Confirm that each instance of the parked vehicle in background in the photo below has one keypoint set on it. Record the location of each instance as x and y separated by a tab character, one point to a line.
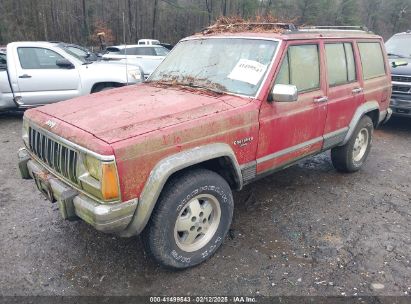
148	42
148	57
221	111
167	46
44	72
399	52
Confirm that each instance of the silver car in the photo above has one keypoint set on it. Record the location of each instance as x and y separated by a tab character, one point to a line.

=======

▸ **What to work on**
Lay out each line of the material above as a Markdown table with a Row column for the row number and a Line column for the line itself, skipping any blank lines. Leave the pictures out of the table.

▸ **Exercise result**
| Row | Line |
|---|---|
| 1 | Confirm that each instance of the parked vehicle in background in the photo below has one keypoint set on it. Record the location of each instance as x and y separated by a tab character, one point to a line. |
| 2 | 148	42 |
| 3 | 148	57 |
| 4 | 221	111 |
| 5 | 167	46 |
| 6 | 44	72 |
| 7 | 399	52 |
| 8 | Confirm that each instance of the silver car in the photo above has one keypoint set on it. Record the location of each instance as x and y separated by a tab character, one point to a line. |